#### [REQUIREMENT]
For the data below, the lines that hold "grass" should be counted; only the resulting number is expected.

Saved data entries
■ ■ ■ ■ ■
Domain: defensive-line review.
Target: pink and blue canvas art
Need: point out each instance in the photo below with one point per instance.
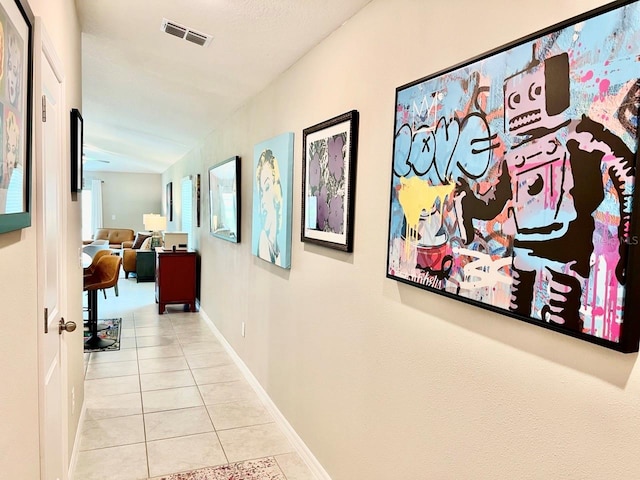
(513, 178)
(272, 197)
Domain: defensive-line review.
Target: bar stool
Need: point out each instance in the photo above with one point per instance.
(104, 275)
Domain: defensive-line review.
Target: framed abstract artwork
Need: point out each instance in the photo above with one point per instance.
(272, 197)
(224, 200)
(16, 112)
(198, 199)
(76, 150)
(329, 180)
(512, 179)
(169, 201)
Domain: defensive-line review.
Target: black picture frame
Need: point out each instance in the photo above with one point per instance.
(169, 201)
(77, 139)
(329, 161)
(16, 161)
(512, 179)
(225, 199)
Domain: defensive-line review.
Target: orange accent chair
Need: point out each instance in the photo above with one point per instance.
(104, 275)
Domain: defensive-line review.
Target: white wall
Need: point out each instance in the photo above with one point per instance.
(380, 379)
(19, 436)
(127, 196)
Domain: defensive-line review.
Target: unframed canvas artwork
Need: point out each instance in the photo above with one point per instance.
(272, 197)
(513, 177)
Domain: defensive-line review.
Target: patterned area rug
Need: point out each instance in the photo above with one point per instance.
(111, 332)
(263, 469)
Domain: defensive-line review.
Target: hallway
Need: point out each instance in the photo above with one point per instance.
(172, 400)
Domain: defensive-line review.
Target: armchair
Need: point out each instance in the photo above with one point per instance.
(129, 252)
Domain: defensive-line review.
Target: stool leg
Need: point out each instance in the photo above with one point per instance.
(94, 341)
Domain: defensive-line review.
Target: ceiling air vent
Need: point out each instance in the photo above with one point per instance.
(186, 33)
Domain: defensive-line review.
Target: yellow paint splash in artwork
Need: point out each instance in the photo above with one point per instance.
(416, 195)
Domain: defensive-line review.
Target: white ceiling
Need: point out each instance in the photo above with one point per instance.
(149, 97)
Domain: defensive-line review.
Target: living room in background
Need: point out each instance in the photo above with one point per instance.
(512, 182)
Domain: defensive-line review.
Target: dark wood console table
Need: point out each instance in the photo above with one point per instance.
(175, 278)
(145, 266)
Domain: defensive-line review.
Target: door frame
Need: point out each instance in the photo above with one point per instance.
(43, 46)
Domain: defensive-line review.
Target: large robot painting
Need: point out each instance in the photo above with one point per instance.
(513, 177)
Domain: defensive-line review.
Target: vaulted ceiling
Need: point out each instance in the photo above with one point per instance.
(149, 97)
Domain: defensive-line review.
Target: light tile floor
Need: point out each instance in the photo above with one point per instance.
(170, 400)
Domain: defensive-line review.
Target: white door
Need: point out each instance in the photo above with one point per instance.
(48, 171)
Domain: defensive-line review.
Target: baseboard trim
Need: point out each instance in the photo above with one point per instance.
(299, 445)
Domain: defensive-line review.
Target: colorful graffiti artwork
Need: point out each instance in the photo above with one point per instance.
(513, 178)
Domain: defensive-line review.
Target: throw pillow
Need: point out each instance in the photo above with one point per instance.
(140, 237)
(146, 245)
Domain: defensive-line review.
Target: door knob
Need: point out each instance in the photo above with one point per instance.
(66, 326)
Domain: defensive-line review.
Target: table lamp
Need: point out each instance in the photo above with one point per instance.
(155, 223)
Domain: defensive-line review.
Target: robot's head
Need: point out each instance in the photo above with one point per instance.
(535, 98)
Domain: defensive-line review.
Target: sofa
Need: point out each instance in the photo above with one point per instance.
(115, 236)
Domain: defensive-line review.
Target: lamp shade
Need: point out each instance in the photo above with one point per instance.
(154, 222)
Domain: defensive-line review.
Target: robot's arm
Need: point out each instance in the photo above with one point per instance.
(620, 164)
(485, 207)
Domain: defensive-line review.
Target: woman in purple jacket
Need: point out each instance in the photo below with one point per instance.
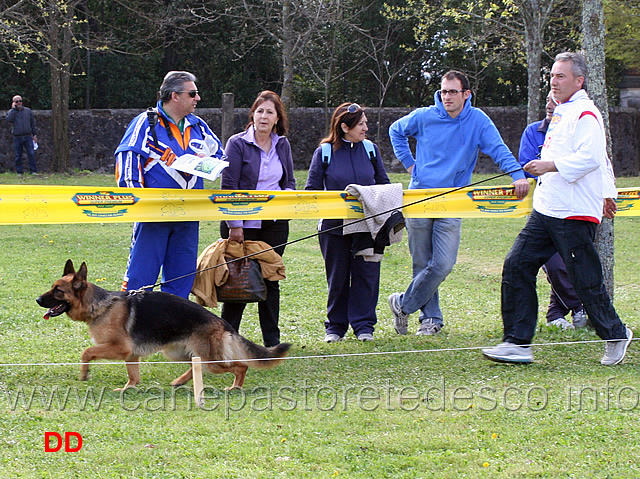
(260, 159)
(353, 282)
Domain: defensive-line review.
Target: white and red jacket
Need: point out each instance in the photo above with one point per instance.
(575, 142)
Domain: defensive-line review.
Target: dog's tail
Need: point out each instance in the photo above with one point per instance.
(266, 357)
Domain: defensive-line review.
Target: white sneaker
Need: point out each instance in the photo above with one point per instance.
(428, 328)
(560, 323)
(365, 337)
(333, 338)
(400, 319)
(509, 353)
(614, 351)
(579, 319)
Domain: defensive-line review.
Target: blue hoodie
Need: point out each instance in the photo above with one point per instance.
(447, 148)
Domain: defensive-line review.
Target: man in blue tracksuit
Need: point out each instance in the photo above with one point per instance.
(143, 160)
(449, 135)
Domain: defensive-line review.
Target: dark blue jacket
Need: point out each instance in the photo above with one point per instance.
(23, 121)
(349, 164)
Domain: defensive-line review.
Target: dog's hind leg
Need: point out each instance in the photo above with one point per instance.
(186, 377)
(133, 370)
(239, 373)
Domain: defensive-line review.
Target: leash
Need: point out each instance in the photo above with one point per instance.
(453, 190)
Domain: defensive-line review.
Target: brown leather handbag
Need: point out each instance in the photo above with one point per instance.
(245, 283)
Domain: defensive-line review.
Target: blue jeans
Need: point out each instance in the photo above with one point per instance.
(26, 142)
(538, 241)
(433, 243)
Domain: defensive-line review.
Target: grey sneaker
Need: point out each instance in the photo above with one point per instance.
(400, 319)
(579, 319)
(333, 338)
(509, 353)
(428, 327)
(560, 323)
(614, 351)
(365, 337)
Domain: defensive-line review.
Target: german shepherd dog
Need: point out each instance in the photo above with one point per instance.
(128, 325)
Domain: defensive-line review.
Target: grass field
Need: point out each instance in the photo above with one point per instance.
(401, 406)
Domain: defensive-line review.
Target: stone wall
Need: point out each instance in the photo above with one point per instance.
(94, 135)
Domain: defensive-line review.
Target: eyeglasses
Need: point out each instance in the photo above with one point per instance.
(451, 92)
(192, 93)
(354, 107)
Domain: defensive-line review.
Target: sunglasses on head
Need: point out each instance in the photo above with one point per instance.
(192, 93)
(354, 107)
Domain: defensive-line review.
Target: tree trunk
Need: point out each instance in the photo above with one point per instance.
(287, 56)
(593, 32)
(533, 39)
(60, 64)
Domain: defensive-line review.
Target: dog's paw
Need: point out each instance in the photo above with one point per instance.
(233, 388)
(126, 386)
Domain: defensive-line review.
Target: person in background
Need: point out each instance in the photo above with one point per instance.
(575, 189)
(449, 135)
(563, 299)
(260, 159)
(149, 146)
(24, 133)
(353, 282)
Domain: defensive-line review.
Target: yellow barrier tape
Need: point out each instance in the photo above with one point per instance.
(21, 204)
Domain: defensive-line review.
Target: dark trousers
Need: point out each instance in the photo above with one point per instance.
(273, 233)
(539, 240)
(563, 298)
(24, 142)
(353, 287)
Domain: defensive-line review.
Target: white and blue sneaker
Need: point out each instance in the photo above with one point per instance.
(400, 319)
(509, 353)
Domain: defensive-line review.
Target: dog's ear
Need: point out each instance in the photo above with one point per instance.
(80, 278)
(68, 268)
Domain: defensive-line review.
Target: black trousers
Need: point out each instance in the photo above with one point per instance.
(538, 241)
(273, 233)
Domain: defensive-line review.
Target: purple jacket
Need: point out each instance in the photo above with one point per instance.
(244, 164)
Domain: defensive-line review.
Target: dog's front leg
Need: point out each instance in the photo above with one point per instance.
(239, 372)
(108, 351)
(183, 379)
(84, 371)
(133, 370)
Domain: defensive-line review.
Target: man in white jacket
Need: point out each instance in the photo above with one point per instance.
(575, 189)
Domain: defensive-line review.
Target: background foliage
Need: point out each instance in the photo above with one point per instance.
(380, 53)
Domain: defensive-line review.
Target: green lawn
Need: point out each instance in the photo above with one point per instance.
(401, 406)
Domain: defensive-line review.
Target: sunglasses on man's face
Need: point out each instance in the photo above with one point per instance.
(192, 93)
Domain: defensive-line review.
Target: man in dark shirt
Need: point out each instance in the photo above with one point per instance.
(24, 133)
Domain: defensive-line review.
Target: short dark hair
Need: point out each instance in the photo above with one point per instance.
(458, 75)
(578, 64)
(342, 115)
(282, 125)
(174, 82)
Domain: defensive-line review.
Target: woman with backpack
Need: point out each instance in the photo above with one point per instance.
(346, 157)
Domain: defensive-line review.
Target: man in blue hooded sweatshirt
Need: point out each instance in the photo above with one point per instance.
(449, 135)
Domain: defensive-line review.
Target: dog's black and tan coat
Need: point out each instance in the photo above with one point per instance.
(129, 325)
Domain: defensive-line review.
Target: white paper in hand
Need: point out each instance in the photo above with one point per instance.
(206, 167)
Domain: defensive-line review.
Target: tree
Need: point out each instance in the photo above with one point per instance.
(623, 31)
(593, 40)
(45, 28)
(482, 34)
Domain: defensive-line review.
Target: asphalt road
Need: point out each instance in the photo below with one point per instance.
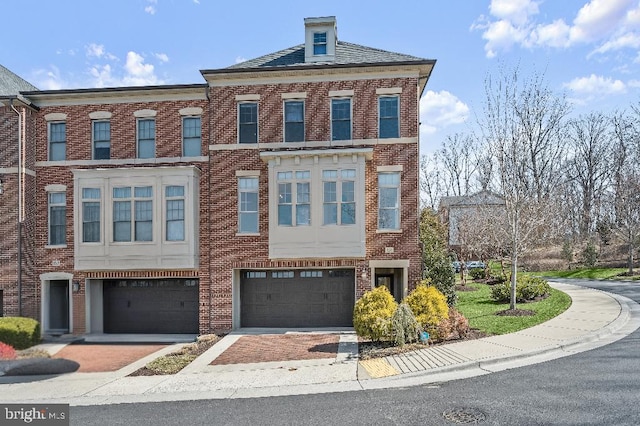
(597, 387)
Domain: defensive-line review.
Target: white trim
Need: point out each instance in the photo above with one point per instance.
(388, 90)
(100, 115)
(390, 169)
(340, 93)
(144, 113)
(15, 170)
(247, 173)
(56, 116)
(45, 292)
(294, 95)
(55, 188)
(124, 162)
(191, 111)
(249, 97)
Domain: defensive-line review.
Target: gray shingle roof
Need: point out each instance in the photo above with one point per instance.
(346, 54)
(11, 84)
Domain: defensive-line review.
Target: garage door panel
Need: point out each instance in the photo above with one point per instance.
(150, 306)
(324, 300)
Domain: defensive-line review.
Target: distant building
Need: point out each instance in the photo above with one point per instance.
(273, 195)
(459, 211)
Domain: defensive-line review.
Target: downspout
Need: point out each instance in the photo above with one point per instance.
(20, 207)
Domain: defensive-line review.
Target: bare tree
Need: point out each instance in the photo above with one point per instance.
(626, 181)
(588, 169)
(458, 160)
(522, 126)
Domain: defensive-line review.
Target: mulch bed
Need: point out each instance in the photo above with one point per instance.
(515, 313)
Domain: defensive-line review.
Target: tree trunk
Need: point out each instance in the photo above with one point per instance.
(514, 272)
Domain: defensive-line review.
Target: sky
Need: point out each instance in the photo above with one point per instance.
(586, 50)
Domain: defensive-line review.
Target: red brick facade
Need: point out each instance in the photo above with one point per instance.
(222, 250)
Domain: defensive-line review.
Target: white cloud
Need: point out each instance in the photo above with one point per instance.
(441, 109)
(96, 50)
(137, 72)
(609, 24)
(151, 7)
(162, 57)
(595, 85)
(599, 19)
(516, 11)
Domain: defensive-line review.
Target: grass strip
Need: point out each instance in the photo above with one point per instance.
(478, 307)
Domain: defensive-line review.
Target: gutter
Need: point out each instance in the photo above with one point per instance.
(20, 202)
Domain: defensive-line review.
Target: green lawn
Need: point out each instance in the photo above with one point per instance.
(479, 309)
(588, 273)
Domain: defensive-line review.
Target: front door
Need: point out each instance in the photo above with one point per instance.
(59, 306)
(386, 280)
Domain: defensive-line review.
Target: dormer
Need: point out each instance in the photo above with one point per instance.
(321, 37)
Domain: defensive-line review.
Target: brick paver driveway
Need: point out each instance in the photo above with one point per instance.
(105, 357)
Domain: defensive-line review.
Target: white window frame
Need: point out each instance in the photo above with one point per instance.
(82, 213)
(50, 206)
(93, 139)
(257, 122)
(51, 124)
(192, 138)
(398, 204)
(242, 212)
(397, 118)
(284, 118)
(339, 180)
(342, 98)
(138, 139)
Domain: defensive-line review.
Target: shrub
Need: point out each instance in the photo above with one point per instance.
(476, 273)
(7, 351)
(372, 314)
(428, 305)
(527, 289)
(456, 326)
(19, 332)
(404, 325)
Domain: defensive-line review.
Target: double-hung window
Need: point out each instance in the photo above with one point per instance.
(248, 205)
(57, 141)
(101, 140)
(294, 121)
(339, 203)
(389, 201)
(57, 218)
(174, 196)
(90, 215)
(341, 119)
(146, 138)
(191, 136)
(142, 214)
(320, 43)
(388, 111)
(248, 122)
(294, 198)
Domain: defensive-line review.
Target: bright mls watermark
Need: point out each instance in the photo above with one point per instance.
(37, 414)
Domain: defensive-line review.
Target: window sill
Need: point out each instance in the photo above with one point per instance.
(388, 231)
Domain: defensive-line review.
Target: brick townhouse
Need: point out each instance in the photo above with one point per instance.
(273, 195)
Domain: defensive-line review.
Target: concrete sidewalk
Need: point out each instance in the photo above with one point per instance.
(594, 319)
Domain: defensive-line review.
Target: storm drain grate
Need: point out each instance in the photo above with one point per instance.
(464, 415)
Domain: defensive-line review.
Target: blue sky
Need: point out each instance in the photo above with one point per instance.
(588, 50)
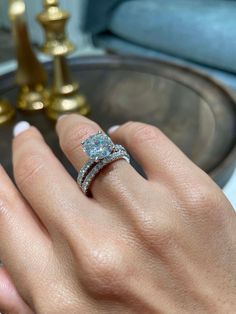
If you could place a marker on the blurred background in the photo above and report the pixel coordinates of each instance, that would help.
(196, 34)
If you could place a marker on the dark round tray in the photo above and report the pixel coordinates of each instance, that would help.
(195, 111)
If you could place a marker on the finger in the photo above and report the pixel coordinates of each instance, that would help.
(45, 183)
(24, 241)
(160, 158)
(116, 177)
(10, 300)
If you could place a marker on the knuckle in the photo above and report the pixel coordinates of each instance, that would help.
(74, 135)
(27, 167)
(159, 234)
(106, 271)
(141, 132)
(4, 208)
(205, 202)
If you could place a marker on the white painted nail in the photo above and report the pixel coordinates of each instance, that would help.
(113, 129)
(62, 117)
(20, 127)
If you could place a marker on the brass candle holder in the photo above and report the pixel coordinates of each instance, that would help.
(65, 96)
(6, 111)
(30, 74)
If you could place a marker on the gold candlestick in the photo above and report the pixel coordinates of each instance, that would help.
(65, 96)
(30, 74)
(6, 111)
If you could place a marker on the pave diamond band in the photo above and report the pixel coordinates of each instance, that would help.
(99, 166)
(101, 152)
(92, 162)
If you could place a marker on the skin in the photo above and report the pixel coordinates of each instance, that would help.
(165, 244)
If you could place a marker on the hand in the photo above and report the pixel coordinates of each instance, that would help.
(165, 244)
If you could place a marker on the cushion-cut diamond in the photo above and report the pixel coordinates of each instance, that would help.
(98, 146)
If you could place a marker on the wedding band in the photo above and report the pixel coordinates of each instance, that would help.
(101, 151)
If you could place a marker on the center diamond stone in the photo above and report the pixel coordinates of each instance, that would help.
(98, 146)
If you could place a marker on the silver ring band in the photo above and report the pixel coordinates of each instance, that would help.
(101, 152)
(91, 162)
(99, 166)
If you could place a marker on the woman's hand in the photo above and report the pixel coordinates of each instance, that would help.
(165, 244)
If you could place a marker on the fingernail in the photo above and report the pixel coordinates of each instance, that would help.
(113, 129)
(62, 116)
(20, 127)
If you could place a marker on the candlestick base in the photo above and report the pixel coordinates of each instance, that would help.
(6, 111)
(32, 98)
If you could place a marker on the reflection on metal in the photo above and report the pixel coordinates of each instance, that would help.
(30, 74)
(65, 96)
(6, 111)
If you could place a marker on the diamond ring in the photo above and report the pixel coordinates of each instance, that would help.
(101, 151)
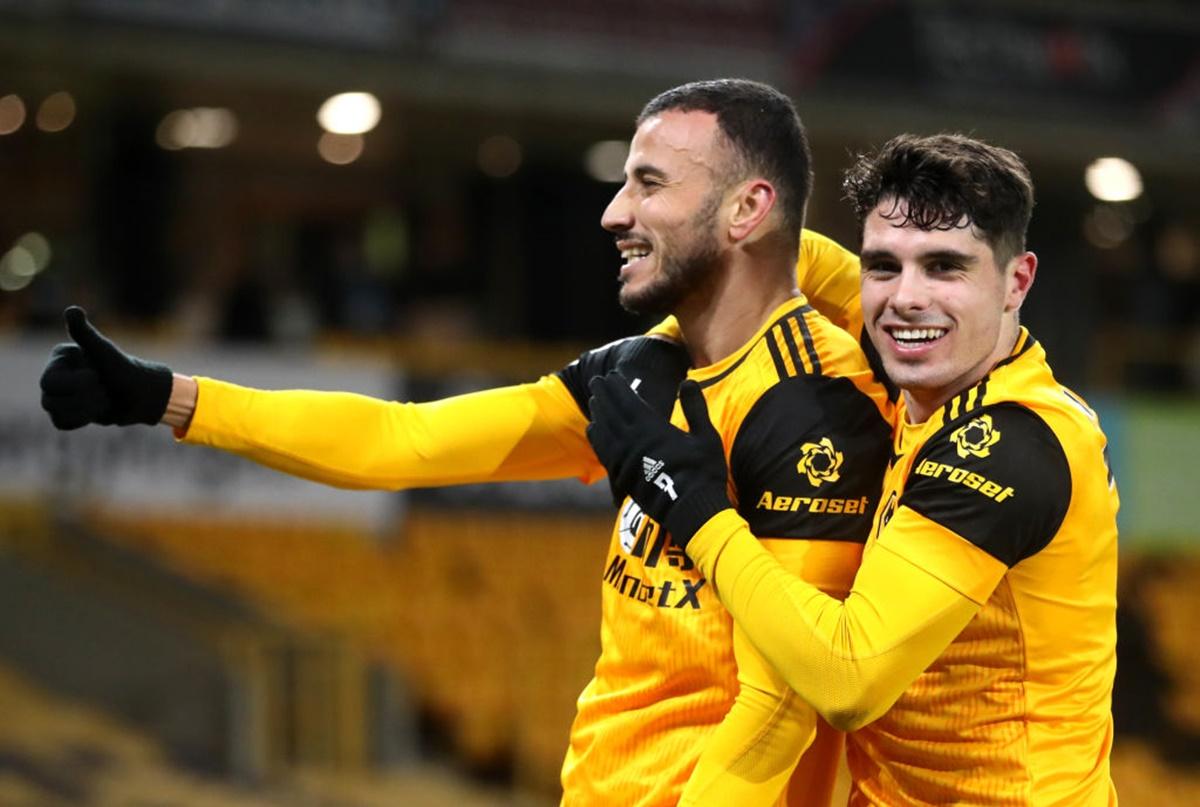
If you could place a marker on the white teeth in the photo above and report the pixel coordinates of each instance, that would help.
(917, 334)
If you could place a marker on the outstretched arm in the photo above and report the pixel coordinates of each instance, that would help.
(526, 431)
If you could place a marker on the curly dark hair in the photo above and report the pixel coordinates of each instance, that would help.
(763, 130)
(945, 181)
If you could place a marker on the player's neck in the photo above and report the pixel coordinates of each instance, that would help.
(720, 318)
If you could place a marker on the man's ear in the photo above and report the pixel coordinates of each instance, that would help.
(753, 202)
(1019, 279)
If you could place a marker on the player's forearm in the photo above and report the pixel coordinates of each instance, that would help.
(849, 659)
(751, 755)
(531, 431)
(181, 404)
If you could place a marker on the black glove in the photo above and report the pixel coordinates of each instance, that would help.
(677, 477)
(94, 381)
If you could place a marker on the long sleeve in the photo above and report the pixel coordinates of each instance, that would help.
(527, 431)
(755, 749)
(917, 589)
■ ■ ■ ■ ■
#### [OUTPUT FOR THIS TASK]
2